Problem set >>
**1.** Write out the passage on post–COVID-19 functional gastrointestinal disorders word for word, from "CONFLICTS OF INTEREST" to "the final version.".
**2.** Continue the passage on post–COVID-19 functional gastrointestinal disorders from the point where it stops.

Text for analysis >>
HYPOTHESIS: POST–COVID-19 FGID/DGBIs IN THE LONGER RUN
The complex interaction between the previously listed biological abnormalities and environmental and psychological factors may contribute to the development and persistence of post–COVID-19 FGID/DGBIs (Figure 1). The SARS-CoV-2 human infection has only emerged in the past 6 months; hence, there is no study in this direction, yet. In addition, the most current Rome IV criteria for DGBIs require that symptoms must be present during the previous 3 months with onset 6 months before. Hence, the time period since the onset of the pandemic may be yet too short for diagnosing PI-FGIDs/DGBI after COVID-19. Therefore, as gastroenterologists, we need to be aware of the possibility of PI-FGDs/DGBI in patients who suffered from COVID-19, especially among those who had GI symptoms (Table 2). Moreover, the authors of the current study have already started to consult patients likely to have symptoms of post–COVID-19 FGIDs/DGBI. Furthermore, although there are no available treatment trials for these patients, it is likely that they will be treated based on their predominant symptoms.
A proportion of patients affected by COVID-19 and GI symptoms may develop PI-FGIDs/DGBI based on the relationship of low-grade intestinal inflammation, increased permeability, and dysbiosis, together with environmental and psychological distress. Clinicians must be aware of this new clinical scenario, and studies will be needed to characterize this condition further. In the meantime, we are proposing diagnostic criteria for these disorders, and treatment should be directed at the predominant symptoms, similar to what is performed for DGBI in general.
CONFLICTS OF INTEREST
Guarantor of the article: Max Schmulson, MD, RFF.
Specific author contributions: All authors contributed equally in the study's intellectual concept and draft, and they all approved the final version.

Extracted material >>
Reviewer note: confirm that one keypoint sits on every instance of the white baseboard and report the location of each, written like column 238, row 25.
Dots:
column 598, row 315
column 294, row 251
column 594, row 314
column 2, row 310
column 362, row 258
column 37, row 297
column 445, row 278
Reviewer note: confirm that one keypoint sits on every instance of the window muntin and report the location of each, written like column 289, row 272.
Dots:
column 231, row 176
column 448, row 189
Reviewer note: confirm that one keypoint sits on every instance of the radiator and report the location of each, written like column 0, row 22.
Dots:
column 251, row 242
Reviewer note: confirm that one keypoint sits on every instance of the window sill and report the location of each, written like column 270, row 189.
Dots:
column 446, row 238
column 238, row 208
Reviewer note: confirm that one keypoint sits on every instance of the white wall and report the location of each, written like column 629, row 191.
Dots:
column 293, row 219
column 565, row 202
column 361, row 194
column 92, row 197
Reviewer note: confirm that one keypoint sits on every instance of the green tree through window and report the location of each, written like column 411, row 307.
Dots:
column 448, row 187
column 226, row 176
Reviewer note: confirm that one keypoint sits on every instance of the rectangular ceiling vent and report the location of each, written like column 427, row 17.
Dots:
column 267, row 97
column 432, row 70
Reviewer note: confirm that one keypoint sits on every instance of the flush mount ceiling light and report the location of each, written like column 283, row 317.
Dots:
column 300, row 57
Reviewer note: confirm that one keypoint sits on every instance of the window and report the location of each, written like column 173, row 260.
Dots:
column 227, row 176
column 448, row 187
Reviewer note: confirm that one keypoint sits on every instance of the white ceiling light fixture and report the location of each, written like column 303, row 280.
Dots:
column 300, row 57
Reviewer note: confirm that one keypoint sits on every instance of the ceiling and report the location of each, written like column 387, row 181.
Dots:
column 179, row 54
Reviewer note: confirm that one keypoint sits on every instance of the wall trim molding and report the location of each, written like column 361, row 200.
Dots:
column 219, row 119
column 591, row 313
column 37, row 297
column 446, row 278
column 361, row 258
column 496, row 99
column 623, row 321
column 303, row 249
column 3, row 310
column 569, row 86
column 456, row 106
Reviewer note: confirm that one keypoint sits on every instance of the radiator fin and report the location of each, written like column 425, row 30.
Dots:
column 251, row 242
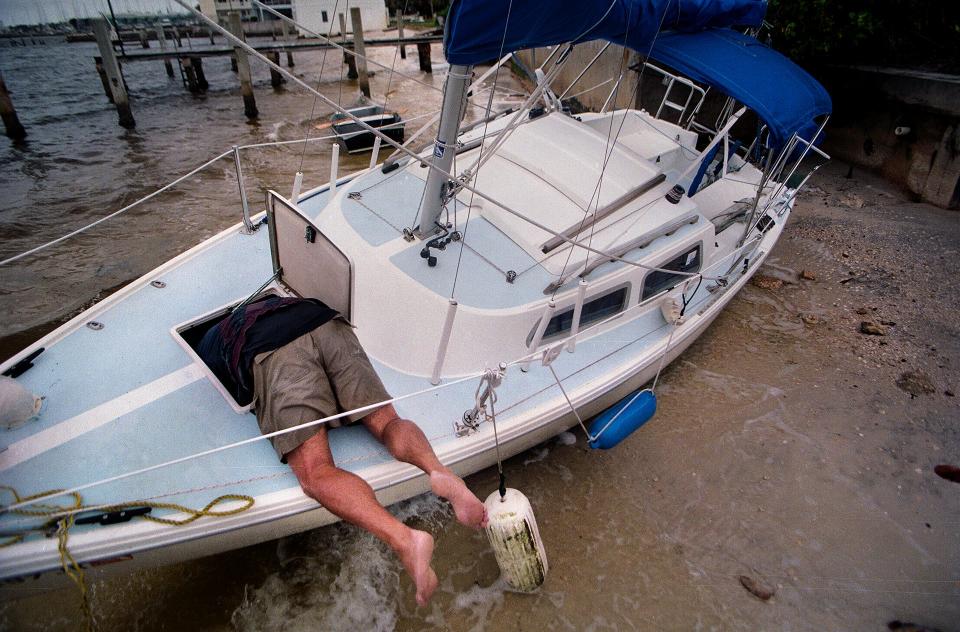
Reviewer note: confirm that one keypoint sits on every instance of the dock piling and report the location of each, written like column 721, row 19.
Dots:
column 188, row 71
column 286, row 38
column 361, row 60
column 162, row 39
column 423, row 52
column 197, row 63
column 276, row 79
column 115, row 79
column 243, row 68
column 103, row 77
column 11, row 123
column 348, row 59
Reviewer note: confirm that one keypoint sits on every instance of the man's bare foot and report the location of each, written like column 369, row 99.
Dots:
column 415, row 556
column 470, row 511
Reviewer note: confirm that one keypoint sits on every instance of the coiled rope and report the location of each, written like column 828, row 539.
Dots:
column 68, row 562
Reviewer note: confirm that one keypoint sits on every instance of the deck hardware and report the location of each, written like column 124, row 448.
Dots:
column 439, row 242
column 111, row 517
column 23, row 365
column 675, row 194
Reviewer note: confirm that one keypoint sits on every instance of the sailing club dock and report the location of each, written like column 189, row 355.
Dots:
column 186, row 58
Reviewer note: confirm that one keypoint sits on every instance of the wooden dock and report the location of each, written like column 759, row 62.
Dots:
column 189, row 60
column 293, row 46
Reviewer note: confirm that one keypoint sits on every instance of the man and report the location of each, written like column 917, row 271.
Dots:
column 297, row 360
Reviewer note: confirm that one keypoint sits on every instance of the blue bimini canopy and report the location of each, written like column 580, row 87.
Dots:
column 481, row 30
column 782, row 94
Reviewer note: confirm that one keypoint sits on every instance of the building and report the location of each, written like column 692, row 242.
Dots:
column 318, row 15
column 255, row 19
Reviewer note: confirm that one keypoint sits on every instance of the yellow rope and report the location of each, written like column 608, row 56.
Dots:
column 70, row 566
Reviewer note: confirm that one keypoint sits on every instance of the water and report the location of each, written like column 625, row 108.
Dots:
column 776, row 453
column 79, row 165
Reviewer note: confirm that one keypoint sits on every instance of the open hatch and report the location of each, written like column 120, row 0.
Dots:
column 305, row 263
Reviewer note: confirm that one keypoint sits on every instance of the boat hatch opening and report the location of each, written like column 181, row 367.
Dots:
column 658, row 280
column 305, row 261
column 189, row 334
column 594, row 310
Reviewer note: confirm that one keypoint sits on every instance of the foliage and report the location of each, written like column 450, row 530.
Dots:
column 922, row 33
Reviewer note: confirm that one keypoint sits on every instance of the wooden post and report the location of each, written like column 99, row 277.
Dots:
column 115, row 79
column 276, row 79
column 162, row 38
column 243, row 68
column 348, row 59
column 103, row 77
column 197, row 63
column 357, row 21
column 423, row 52
column 9, row 115
column 187, row 64
column 286, row 38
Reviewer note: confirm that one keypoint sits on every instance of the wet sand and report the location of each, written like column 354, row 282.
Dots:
column 783, row 450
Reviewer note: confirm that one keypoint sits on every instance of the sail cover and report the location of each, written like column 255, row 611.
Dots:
column 782, row 94
column 480, row 30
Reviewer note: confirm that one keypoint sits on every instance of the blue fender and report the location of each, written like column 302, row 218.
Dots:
column 620, row 420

Exercise answers >>
**1.**
CONFLICTS OF INTEREST
Guarantor of the article: Max Schmulson, MD, RFF.
Specific author contributions: All authors contributed equally in the study's intellectual concept and draft, and they all approved the final version.

**2.**
Financial support: M.S. is funded by the Division of Research, Faculty of Medicine, Universidad Nacional Autónoma de México (UNAM). G.B. is supported by the following grants: Italian Ministry of Education, University and Research; Fondazione del Monte di Bologna e Ravenna, European Grant H2020, DISCOvERIE, SC1-BHC-01-2019. U.C.G. thanks the Department of Biotechnology, Government of India (No. BT/PR40311/COD/139/9/2020) for funding support.
Potential competing interests: M.S. has received speaker fees and/or research support from Takeda Mexico and Alfasigma Mexico, and Ferrer; fees for educational activities from Carnot and consultant fees from Gemelli Biotech. U.C.G. has no conflict of interest to declare in relation to this study. G.B. has received consultancy fees and/or speaker fees from Alfasigma, Allergan, Cadigroup, Danone, Yakult, Ironwood, Malesci, Nestlè, Noos, Shire Sofar, and Synergy.
Ethic responsibilities: This is a brief review of the literature, and authors own opinions; therefore, for patients who were not studied, no informed consent was needed. Based on the above, no Ethic Committee authorization was required. In addition, no specific cases are discussed; thus, no patient identification is possible.